======== Extracted records ========

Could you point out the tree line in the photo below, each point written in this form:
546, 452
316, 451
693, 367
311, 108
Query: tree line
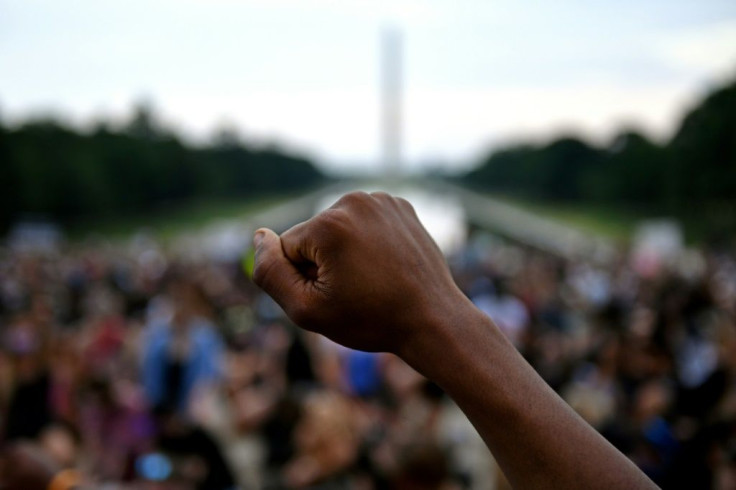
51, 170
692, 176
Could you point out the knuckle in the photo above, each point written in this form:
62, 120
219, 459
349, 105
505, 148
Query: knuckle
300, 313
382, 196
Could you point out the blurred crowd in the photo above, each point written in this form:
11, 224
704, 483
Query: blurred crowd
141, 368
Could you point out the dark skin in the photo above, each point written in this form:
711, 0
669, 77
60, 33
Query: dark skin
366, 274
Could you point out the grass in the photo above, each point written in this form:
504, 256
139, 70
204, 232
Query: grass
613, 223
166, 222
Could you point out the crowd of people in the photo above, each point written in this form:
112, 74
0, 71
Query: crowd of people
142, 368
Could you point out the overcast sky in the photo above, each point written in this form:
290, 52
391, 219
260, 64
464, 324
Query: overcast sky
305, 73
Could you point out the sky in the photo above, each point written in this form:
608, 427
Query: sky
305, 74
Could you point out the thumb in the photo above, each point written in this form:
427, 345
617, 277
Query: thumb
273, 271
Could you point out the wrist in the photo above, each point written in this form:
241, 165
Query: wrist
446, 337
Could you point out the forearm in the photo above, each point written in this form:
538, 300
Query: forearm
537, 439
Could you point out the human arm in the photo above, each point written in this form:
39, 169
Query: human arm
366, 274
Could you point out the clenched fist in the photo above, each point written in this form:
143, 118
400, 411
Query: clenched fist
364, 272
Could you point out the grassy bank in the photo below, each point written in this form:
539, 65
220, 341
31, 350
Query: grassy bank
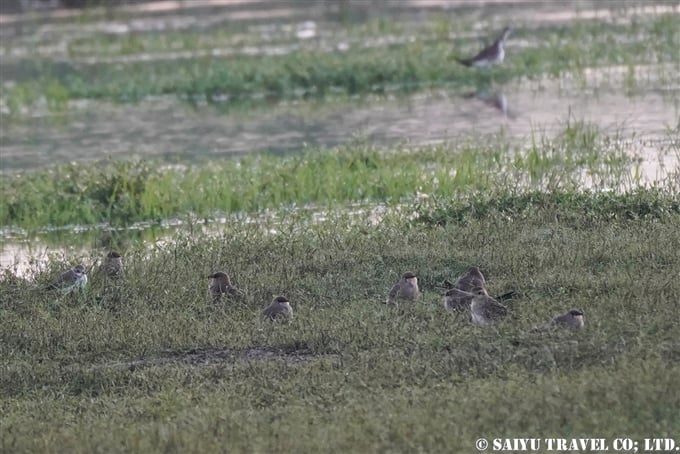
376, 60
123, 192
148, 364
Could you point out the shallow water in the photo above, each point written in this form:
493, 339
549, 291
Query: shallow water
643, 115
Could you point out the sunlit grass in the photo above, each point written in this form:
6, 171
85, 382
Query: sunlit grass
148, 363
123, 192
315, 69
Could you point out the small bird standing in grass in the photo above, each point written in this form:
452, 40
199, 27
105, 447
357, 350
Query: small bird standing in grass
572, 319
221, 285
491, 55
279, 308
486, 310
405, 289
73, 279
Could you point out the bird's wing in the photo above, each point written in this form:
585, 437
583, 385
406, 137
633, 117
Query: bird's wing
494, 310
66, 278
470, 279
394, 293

========
======== Extracted records ========

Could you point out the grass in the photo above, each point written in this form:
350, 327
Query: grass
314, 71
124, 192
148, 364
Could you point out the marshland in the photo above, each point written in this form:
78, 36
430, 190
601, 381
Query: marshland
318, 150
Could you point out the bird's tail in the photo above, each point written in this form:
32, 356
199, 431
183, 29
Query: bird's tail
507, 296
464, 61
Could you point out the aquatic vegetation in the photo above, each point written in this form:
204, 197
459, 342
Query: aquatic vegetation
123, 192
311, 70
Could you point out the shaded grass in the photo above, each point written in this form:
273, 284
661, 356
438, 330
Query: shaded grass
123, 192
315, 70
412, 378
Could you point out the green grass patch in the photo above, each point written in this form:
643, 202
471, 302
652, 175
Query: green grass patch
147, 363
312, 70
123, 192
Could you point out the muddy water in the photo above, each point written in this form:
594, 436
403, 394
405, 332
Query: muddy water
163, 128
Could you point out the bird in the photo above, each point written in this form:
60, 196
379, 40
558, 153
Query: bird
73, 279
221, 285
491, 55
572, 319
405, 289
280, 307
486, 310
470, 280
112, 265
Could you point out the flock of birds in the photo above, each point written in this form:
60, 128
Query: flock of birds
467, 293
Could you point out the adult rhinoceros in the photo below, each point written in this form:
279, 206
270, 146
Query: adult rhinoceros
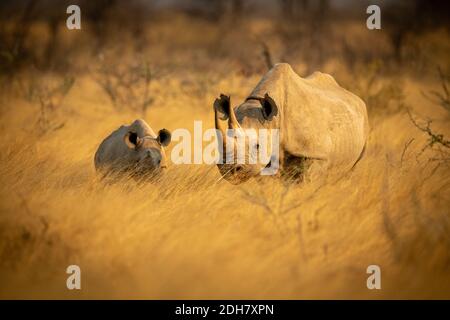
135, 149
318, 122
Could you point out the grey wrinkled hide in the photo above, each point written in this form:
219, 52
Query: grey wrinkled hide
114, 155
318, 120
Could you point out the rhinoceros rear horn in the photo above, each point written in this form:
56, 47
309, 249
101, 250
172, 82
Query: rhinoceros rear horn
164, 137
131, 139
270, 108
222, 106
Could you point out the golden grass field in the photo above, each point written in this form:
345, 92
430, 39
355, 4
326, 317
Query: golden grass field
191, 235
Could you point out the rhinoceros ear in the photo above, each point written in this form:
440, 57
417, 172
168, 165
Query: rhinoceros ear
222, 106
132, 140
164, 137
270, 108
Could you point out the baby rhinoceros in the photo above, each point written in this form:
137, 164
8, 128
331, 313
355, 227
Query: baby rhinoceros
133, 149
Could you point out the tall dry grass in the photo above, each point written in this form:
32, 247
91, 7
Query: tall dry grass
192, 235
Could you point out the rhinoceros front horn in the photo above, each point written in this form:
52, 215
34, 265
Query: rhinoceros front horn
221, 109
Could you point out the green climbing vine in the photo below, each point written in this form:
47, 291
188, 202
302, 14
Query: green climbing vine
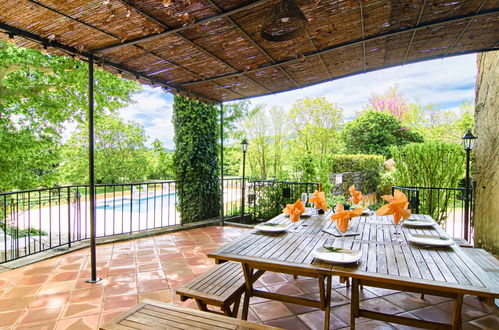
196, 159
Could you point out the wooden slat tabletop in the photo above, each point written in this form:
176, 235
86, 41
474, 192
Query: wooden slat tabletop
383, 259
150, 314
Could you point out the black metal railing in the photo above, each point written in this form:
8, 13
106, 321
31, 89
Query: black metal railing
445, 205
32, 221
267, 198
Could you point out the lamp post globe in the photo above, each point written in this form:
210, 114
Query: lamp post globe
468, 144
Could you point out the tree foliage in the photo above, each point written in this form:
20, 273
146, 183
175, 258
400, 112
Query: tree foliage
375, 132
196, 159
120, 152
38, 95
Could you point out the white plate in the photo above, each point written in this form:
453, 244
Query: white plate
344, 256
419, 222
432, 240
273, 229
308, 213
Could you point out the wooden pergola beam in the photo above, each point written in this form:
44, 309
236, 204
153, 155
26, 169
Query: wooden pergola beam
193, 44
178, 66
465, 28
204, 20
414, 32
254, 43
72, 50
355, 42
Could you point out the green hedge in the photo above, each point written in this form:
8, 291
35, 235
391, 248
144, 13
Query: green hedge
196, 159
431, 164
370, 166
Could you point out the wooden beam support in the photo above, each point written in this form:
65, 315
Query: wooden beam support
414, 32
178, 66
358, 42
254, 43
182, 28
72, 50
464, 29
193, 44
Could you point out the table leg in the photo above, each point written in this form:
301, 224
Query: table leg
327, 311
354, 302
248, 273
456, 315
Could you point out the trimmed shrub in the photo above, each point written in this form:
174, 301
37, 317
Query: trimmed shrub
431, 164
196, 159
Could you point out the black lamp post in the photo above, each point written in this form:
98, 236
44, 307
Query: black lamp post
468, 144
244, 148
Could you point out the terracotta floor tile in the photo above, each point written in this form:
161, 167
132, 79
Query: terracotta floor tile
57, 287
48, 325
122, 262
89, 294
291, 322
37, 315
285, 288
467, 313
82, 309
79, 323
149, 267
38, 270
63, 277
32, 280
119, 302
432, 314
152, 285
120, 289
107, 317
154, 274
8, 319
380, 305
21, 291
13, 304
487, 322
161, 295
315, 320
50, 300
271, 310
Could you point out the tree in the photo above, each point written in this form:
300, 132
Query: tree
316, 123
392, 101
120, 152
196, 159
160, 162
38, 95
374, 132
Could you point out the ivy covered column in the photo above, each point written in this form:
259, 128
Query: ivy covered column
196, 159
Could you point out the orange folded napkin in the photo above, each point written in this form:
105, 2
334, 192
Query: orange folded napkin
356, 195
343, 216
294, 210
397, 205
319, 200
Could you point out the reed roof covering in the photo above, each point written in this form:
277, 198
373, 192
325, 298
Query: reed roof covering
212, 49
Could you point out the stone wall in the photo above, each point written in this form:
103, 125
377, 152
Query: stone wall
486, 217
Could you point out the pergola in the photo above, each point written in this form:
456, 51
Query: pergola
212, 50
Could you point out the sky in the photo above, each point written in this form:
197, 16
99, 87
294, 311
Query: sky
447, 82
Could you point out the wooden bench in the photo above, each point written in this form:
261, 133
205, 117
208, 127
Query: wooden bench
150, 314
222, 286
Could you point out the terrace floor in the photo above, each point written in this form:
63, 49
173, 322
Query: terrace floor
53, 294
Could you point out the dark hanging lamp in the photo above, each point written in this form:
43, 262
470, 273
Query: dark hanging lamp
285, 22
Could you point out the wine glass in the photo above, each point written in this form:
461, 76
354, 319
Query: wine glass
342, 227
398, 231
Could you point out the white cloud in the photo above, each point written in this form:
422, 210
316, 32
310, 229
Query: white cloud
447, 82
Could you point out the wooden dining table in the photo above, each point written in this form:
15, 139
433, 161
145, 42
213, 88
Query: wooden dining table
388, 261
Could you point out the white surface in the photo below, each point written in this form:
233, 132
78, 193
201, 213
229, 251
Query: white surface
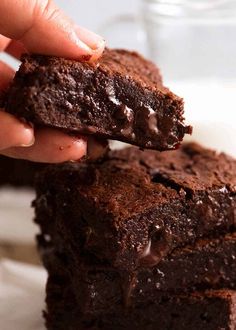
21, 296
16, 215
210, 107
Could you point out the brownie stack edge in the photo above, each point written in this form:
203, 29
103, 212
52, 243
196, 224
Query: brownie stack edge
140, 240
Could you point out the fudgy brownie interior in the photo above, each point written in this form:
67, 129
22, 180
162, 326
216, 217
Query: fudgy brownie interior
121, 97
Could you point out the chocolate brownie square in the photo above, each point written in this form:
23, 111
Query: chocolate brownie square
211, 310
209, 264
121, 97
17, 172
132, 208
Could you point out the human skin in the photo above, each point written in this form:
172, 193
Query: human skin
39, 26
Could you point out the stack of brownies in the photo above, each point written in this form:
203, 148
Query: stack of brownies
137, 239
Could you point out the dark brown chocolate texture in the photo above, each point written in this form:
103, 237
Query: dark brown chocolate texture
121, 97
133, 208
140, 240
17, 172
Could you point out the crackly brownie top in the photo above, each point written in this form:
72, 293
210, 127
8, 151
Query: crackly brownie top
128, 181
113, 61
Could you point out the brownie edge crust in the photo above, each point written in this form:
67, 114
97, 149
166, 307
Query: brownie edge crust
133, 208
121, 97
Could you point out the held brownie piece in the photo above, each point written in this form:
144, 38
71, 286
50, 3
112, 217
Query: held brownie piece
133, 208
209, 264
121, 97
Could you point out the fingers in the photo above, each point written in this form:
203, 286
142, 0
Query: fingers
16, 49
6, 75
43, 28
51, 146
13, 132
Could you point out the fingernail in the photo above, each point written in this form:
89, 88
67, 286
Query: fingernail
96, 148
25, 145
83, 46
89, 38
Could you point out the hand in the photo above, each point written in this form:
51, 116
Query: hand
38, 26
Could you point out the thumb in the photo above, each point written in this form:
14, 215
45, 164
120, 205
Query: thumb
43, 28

========

Set problem
Please pull out every line of the rows that contains the string "golden", matching case exactly, and copy each one in full.

Solution to this task
Could you point out the golden grass field in the photo above, each point written in this form:
Query: golden grass field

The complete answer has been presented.